> _Selected extract_
Blog post by Winnie Byanyima
Oxfam International, Executive Director
More from Winnie Byanyima
Benjamin Franklin’s famous line that nothing is certain, except death and taxes, no longer holds true. Exposé after exposé have proved that it is all too easy for wealthy individuals and powerful corporations to sidestep their tax obligations. The practice has become so widespread that tax dodging is considered standard business practice by many corporate bosses.
This may now be set to change. The B Team, a coalition of forward-looking business leaders including Sir Richard Branson, founder of the Virgin Group, and Ratan Tata, Chairman Emeritus of the Tata Group, have announced a new set of principles and commitments on corporate tax. Despite some notable weaknesses, this initiative raises the bar on what constitutes responsible corporate tax behavior.
The principles require signatory companies, which currently include Allianz, Unilever and Vodafone Group Plc, to make real changes. For example, companies commit to publish and report on their tax strategy; not abuse tax havens; provide an explanation for any subsidiaries located in low-tax jurisdictions; and to be transparent about all the entities they own around the world.
These commitments go well beyond what is legally required of companies. They set a new standard for companies that claim to operate responsibly — claims that ring hollow if businesses do not pay their fair share of tax.
But the principles do fall short in important ways. Notably, by leaving the pace of implementation up to the companies themselves, and by failing to require that companies publish a full financial report for every country where they do business – an important safeguard against tax dodging.
Instead, the B Team principles require companies to provide ‘information on the taxes paid at a country level, together with information on economic activity.’ If this requirement is to be meaningful, ‘economic activity’ must include country level information on revenue, profits before tax, total corporate income taxes paid, along with a breakdown of other tax payments, assets and number of employees. This should also be accompanied by information which will enable the public to gauge whether companies are paying their fair share of tax in every country where they operate. This could include, for example, an explanation of why a company’s effective tax rate differs from a country’s statutory rate.

[Records excerpted from a collection]
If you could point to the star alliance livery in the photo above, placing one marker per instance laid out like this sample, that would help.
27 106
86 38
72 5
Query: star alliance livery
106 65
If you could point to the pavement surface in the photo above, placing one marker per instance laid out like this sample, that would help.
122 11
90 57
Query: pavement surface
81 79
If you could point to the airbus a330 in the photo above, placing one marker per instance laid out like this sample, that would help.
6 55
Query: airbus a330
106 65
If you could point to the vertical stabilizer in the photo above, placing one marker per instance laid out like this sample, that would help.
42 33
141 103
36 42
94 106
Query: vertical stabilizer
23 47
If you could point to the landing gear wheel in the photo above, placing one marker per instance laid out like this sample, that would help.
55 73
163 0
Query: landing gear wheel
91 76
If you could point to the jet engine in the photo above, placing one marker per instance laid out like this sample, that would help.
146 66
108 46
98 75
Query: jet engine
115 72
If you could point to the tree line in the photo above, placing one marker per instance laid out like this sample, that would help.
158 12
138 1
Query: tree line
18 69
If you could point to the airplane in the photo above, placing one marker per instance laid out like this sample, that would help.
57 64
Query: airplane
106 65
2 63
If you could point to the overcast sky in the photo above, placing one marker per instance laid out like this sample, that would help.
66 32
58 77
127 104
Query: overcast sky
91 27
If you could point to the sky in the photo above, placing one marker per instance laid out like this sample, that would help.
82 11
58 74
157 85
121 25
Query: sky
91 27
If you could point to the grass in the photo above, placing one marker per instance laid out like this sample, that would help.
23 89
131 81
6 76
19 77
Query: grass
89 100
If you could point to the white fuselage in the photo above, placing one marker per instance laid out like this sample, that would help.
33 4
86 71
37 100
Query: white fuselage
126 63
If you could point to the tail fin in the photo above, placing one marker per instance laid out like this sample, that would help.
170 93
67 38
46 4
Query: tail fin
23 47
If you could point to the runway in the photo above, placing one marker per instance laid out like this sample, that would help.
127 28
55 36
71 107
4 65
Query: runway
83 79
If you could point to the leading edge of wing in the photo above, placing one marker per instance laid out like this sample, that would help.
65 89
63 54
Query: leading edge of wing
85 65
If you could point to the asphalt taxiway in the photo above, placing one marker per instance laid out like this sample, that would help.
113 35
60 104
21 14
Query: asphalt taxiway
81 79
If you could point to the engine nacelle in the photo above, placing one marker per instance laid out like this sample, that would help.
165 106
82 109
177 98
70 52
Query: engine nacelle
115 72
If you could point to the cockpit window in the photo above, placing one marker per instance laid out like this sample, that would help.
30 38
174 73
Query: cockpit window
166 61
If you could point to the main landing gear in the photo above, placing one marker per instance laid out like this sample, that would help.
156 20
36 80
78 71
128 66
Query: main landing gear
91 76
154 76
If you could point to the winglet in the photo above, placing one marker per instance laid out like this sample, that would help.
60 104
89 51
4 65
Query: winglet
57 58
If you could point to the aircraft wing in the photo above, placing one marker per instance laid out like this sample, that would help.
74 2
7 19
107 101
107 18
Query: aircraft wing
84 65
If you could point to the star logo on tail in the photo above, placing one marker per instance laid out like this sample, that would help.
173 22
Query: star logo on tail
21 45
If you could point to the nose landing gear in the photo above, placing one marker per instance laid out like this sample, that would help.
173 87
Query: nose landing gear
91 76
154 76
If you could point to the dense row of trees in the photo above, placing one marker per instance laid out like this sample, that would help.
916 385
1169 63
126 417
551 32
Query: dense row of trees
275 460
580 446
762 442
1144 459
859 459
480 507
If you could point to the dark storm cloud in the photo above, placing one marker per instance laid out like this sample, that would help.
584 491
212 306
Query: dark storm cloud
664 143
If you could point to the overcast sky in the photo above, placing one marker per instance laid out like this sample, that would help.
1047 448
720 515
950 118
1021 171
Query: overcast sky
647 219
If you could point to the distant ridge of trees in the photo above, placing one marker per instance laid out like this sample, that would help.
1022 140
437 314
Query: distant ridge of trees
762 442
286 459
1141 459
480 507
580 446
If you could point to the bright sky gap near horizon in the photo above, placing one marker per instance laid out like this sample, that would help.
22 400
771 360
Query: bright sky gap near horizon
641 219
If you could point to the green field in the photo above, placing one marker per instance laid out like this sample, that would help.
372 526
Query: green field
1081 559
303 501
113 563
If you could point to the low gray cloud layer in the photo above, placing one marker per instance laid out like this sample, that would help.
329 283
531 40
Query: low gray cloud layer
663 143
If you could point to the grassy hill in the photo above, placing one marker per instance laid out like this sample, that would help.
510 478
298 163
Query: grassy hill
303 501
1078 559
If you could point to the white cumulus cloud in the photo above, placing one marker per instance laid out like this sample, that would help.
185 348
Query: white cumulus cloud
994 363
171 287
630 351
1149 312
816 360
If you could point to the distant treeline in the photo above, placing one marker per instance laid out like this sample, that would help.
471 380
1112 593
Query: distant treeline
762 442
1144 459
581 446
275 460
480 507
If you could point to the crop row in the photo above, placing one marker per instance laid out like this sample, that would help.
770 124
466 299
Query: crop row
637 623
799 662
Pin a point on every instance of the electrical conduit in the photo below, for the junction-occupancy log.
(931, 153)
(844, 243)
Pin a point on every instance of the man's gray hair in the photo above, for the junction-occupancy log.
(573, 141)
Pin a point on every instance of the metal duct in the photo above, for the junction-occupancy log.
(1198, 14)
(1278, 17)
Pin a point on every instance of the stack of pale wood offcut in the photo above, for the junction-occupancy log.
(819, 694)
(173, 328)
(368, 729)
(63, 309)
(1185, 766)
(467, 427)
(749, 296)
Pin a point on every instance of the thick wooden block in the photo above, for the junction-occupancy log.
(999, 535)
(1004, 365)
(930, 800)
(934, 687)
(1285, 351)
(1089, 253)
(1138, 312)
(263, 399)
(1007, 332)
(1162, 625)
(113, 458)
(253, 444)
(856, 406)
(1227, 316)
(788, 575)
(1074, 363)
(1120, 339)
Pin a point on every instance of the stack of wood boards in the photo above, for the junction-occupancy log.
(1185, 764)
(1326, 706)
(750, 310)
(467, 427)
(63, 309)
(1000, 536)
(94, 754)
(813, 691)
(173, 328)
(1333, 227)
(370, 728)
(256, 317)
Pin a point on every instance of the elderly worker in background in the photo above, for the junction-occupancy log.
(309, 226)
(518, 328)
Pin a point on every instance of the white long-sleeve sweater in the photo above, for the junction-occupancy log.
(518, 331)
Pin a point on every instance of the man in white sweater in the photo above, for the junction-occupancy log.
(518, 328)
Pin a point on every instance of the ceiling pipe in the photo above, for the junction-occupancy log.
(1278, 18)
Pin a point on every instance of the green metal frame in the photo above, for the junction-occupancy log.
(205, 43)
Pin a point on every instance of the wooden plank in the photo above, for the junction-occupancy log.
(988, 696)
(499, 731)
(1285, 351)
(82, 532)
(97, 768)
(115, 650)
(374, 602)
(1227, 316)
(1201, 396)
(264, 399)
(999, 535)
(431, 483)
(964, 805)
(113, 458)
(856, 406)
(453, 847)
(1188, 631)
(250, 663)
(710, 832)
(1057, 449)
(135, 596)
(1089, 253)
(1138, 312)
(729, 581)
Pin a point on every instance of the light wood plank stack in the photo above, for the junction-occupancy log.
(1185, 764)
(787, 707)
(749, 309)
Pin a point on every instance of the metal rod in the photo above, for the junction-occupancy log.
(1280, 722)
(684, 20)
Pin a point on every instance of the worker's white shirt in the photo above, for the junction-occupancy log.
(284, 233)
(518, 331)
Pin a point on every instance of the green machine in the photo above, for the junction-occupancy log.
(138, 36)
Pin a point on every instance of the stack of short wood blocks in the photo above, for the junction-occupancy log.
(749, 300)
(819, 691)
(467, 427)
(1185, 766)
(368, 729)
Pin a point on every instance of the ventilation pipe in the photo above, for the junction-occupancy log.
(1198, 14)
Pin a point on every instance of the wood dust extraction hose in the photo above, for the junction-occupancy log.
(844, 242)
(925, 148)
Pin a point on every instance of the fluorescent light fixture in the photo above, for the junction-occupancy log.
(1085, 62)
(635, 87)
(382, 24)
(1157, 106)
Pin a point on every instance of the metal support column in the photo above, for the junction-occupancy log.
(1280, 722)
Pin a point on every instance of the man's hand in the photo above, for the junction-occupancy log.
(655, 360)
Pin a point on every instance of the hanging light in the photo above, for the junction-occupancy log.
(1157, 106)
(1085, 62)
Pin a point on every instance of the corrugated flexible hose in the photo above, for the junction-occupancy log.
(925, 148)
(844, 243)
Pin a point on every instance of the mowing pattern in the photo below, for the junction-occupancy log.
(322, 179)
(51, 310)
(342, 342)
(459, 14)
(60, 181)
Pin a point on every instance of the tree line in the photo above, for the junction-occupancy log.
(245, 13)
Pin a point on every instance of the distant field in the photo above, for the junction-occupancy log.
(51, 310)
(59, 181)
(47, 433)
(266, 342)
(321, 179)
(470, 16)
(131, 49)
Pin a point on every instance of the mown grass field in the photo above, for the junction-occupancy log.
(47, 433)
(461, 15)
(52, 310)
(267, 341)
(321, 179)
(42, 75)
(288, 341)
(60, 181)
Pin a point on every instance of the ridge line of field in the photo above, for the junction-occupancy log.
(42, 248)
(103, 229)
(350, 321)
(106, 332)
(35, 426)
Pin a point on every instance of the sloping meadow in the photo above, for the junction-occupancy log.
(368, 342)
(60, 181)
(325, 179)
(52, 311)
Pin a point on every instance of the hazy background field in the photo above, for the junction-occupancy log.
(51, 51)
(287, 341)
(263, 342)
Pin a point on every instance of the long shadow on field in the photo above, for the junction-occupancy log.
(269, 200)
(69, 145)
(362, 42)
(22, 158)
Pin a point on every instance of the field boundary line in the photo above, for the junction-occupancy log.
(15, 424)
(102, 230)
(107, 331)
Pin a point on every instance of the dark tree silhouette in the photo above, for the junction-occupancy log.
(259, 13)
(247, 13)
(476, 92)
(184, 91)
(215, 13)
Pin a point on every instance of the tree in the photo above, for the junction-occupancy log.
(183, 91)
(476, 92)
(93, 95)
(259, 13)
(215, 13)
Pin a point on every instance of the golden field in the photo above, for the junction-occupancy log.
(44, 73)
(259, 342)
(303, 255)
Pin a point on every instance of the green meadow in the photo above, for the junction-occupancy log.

> _List of tasks_
A) In the blog post on corporate tax principles, why is it a shortcoming that the principles do not require companies to publish a full financial report for every country where they do business?
B) Pick up the blog post on corporate tax principles after its last paragraph and carry it forward.

> _Answers to the tasks_
A) Such a full financial report for every country is an important safeguard against tax dodging. By not requiring it, the principles leave that safeguard out.

B)
The B Team has an impressive history of marshaling forward-looking business leaders to weigh in on important and challenging social issues, such as demonstrating support for the Paris climate accords. Producing the principles on tax was not easy. The B Team convened a group of business and civil society leaders, including contributions from Oxfam, to work through contentious issues. It’s unlikely that anyone emerged from these conversations fully satisfied, but the discussion delivered real progress.
For years Oxfam has railed against a broken international tax system that allows huge companies to dodge hundreds of billions of dollars in tax, depriving governments the world over of the money they need to invest in schools, roads, and hospitals to ensure the health and well-being of their citizens and services upon which business also rely.
This is a problem that must be fixed by governments – and it is hoped that the first global conference of the Platform for Collaboration on Tax, taking place in New York next week, could mark the start of a new global initiative to do just that. But business leaders have a critically important role to play by spearheading a better way of doing business as well as championing broader reforms.
Oxfam, together with ActionAid and Christian Aid, published a report called ‘Getting to Good’ that lays out the pathway for responsible corporate behavior on tax. The B Team incorporated many of the elements from ‘Getting to Good’ in their principles. Importantly, the B-Team principles are also aligned with the Sustainable Development Goals, which call on companies to examine how core business issues, such as wage levels and tax practices, support or undermine the fight against poverty. Far too often companies treat both wages and taxes as costs to be reduced rather than investments in the communities in which they operate.
Companies choose whether to take the high road or the low road on tax. Corporations choose how much money to park in offshore tax havens, they choose how secretive to be about their financial structures, they choose how aggressively to minimize the taxes they pay, and they choose, when they meet behind closed doors with politicians, whether to advocate for tax loopholes to line their own pockets, or push for a more level playing field for everyone.
Too often companies make the wrong choices. Offshore tax havens are flush with corporate cash, companies hide their tax activities in opaque and esoteric legal structures, and politicians are only too happy to accept corporate campaign contributions while expanding opportunities for tax dodging.
The new set of principles announced by the B Team could help break this cycle. Companies have a clear option to do right on tax. All companies should meet the basic commitments articulated by the B Team and truly forward-looking companies should do even more. They should issue full public reporting of their tax payments and economic activity on a country-by-country basis, align their tax payments and structures to the actual economic value created by their business, and commit to an aggressive timeline to implement responsible corporate tax behavior.
The B Team has called on civil society organizations to ensure that company signatories follow through on their commitments. Oxfam plans to heed that call. The fight for tax justice will continue in 2018 and beyond, with an important new ally in the B Team.